Below is a set of entries. Reproduce exactly the lines from the one containing "mortarboard cap and record integer pixel coordinates." through the end, both included.

[Dataset records]
= = =
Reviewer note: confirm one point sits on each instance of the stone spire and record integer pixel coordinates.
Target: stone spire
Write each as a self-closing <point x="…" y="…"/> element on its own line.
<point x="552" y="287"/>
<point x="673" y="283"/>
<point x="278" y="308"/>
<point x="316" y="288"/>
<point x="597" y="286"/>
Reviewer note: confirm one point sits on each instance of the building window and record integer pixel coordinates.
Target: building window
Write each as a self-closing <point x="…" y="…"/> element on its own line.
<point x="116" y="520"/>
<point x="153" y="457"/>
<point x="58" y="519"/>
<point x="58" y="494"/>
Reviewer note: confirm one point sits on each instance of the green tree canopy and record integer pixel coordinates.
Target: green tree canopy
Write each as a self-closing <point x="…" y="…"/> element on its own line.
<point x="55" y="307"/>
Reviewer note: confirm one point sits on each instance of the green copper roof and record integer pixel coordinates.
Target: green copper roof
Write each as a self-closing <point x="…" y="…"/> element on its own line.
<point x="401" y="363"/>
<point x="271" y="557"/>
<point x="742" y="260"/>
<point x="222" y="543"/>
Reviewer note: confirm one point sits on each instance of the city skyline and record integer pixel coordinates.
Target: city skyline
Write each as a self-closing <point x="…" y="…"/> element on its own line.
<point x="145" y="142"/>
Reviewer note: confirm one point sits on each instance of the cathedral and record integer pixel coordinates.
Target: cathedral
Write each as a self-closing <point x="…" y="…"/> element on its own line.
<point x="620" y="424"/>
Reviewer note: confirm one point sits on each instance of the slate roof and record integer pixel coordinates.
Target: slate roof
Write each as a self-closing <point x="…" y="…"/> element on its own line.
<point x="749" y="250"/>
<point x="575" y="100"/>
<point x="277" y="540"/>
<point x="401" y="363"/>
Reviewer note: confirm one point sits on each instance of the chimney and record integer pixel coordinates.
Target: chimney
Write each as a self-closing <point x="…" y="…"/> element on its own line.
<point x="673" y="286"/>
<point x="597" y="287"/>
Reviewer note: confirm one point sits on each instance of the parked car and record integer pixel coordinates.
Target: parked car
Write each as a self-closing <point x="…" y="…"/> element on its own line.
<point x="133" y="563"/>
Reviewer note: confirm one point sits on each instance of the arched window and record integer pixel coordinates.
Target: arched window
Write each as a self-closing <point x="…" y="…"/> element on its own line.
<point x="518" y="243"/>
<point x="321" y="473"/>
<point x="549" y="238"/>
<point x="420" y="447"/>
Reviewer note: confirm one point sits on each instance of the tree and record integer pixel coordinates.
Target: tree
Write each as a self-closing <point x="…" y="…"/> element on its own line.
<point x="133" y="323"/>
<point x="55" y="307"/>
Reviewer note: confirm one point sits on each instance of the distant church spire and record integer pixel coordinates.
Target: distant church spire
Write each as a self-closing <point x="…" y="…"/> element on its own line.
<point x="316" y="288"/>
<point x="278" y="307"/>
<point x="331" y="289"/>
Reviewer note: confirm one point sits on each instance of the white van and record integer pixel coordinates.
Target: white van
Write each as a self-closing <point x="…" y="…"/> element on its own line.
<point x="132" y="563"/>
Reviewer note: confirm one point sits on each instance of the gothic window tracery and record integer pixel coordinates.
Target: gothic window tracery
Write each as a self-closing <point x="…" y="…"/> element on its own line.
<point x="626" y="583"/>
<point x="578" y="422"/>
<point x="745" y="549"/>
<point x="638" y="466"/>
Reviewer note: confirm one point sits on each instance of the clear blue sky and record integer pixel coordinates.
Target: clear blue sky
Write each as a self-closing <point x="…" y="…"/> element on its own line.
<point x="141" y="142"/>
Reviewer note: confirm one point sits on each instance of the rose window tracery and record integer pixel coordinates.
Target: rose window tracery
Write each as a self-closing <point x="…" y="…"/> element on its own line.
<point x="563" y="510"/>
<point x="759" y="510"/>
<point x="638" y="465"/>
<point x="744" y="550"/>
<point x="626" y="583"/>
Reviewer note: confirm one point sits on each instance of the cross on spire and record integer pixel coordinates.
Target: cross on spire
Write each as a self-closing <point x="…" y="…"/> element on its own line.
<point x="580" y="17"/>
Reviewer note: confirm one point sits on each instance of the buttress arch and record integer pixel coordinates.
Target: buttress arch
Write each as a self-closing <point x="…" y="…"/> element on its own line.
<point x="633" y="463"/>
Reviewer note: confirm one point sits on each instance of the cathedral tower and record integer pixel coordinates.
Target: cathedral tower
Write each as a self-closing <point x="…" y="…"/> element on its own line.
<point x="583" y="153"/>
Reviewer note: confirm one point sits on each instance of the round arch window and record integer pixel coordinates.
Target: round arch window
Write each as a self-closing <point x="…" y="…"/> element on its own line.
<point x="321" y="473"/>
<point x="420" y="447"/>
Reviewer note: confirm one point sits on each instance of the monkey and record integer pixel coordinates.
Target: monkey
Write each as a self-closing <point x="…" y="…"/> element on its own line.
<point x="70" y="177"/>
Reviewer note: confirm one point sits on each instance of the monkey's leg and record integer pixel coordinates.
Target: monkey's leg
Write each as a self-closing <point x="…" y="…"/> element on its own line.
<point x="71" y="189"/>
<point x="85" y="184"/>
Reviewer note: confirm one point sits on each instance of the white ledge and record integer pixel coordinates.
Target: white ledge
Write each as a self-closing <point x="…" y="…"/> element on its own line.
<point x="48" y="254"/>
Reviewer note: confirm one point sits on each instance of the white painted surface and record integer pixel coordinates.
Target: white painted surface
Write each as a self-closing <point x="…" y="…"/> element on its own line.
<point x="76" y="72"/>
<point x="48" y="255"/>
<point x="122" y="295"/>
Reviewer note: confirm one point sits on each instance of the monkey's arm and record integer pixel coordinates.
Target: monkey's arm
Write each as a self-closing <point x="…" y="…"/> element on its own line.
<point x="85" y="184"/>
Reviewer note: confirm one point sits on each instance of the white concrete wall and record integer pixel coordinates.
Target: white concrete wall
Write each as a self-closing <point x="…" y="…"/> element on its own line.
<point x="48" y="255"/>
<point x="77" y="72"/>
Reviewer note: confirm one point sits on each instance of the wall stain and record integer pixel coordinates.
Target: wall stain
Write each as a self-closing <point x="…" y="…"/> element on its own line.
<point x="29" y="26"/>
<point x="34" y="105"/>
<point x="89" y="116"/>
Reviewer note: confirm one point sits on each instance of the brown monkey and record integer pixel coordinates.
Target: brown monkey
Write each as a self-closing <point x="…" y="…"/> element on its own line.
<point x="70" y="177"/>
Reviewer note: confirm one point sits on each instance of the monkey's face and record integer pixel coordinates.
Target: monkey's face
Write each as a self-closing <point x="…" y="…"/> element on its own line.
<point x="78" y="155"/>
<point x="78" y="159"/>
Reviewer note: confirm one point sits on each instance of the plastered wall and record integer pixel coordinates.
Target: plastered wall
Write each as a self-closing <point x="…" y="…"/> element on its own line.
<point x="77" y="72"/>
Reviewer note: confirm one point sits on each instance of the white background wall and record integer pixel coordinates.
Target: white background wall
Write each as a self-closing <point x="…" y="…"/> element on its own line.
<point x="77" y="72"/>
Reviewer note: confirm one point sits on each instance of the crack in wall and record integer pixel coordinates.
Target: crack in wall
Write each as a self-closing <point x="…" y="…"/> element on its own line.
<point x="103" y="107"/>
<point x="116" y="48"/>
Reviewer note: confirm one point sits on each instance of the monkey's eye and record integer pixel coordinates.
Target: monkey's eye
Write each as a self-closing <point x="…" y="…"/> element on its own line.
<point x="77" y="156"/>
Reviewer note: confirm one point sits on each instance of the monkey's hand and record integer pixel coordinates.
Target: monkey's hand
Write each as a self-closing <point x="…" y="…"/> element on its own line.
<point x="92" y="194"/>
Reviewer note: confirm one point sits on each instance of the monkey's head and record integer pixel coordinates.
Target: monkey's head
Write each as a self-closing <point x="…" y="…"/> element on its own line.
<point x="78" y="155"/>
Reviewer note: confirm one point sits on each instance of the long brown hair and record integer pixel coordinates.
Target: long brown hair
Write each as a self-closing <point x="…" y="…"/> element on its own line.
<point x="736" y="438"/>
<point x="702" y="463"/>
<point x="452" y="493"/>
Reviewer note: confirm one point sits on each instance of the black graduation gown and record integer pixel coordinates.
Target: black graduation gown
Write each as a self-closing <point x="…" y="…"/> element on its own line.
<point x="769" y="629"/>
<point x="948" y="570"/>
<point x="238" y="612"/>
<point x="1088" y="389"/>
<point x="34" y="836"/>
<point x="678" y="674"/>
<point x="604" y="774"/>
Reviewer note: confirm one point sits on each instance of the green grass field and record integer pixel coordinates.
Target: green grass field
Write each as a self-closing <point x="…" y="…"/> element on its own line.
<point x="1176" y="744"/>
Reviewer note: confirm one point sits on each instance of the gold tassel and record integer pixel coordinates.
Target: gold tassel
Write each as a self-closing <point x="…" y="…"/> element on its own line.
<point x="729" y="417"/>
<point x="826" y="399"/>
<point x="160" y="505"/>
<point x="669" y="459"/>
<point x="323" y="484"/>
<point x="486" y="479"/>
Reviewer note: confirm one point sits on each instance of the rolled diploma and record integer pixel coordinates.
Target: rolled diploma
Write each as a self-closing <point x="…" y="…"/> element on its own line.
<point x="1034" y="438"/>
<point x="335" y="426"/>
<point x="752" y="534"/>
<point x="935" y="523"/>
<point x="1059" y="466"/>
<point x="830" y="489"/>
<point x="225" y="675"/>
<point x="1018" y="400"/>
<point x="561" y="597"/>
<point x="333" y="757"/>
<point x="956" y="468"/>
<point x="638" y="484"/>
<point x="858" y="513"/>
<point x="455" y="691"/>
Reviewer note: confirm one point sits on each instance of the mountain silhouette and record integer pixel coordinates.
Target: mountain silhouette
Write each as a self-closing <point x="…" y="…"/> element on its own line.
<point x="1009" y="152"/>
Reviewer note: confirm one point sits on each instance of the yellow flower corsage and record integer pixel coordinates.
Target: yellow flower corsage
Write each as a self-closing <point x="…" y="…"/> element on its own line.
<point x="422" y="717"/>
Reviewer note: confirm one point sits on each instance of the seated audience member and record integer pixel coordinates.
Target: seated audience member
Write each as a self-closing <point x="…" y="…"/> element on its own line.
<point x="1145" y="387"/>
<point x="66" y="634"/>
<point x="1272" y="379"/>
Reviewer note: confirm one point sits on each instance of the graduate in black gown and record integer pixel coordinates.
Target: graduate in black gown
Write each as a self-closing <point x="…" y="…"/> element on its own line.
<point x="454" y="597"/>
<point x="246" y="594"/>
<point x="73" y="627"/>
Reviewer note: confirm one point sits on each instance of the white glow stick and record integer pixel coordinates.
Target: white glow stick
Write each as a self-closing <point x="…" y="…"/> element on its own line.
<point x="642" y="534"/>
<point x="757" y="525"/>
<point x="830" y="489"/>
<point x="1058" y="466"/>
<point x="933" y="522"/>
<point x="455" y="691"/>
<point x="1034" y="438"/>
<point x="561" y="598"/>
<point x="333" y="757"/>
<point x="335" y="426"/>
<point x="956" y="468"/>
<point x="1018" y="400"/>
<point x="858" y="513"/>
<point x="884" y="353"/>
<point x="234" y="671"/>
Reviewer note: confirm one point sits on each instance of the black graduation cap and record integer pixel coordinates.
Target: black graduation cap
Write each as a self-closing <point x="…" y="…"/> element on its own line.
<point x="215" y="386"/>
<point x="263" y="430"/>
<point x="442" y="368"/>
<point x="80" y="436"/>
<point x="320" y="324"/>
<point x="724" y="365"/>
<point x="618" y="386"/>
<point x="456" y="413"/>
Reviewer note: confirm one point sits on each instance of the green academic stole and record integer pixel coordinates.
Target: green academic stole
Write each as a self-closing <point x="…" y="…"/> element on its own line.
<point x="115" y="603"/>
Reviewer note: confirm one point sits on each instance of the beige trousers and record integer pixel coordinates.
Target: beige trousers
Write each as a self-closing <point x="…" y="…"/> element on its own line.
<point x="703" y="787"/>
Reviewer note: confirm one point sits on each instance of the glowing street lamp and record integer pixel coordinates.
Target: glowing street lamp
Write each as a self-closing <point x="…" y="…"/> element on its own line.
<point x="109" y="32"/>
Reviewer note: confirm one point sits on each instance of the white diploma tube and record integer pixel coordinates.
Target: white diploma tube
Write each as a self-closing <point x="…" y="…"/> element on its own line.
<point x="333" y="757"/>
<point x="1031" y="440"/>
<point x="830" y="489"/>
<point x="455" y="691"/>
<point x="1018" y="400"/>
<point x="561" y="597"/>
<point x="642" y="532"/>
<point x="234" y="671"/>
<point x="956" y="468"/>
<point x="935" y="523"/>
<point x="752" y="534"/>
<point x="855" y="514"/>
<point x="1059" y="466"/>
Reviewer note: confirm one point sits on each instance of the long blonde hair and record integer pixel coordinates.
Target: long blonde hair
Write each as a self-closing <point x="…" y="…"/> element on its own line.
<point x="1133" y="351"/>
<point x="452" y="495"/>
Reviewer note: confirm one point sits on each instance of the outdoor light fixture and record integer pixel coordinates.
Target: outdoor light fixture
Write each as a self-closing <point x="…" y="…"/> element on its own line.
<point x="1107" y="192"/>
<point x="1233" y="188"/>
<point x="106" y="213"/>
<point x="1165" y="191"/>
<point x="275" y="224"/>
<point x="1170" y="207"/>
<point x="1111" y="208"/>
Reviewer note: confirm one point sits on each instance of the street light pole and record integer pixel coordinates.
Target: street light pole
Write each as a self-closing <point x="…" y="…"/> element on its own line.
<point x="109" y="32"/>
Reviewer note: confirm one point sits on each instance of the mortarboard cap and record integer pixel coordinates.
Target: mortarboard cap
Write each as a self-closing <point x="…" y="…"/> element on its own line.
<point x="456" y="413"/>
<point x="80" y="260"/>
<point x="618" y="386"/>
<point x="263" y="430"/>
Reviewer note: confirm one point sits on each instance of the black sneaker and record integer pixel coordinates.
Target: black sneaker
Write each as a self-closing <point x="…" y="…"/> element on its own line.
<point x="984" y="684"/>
= = =
### TASK RESPONSE
Reviewer note: confirm one point sits on each instance of the mortarboard cap and record integer pixel coordinates.
Target: mortarboard cap
Write each as a self-closing <point x="…" y="…"/> element on its own line.
<point x="456" y="413"/>
<point x="80" y="260"/>
<point x="618" y="386"/>
<point x="263" y="430"/>
Reviewer note: confirm one point sits on each instance of the black sneaker and record integer pixel coordinates.
Target: black sneaker
Write each as a self-closing <point x="…" y="…"/> element on its own line.
<point x="984" y="684"/>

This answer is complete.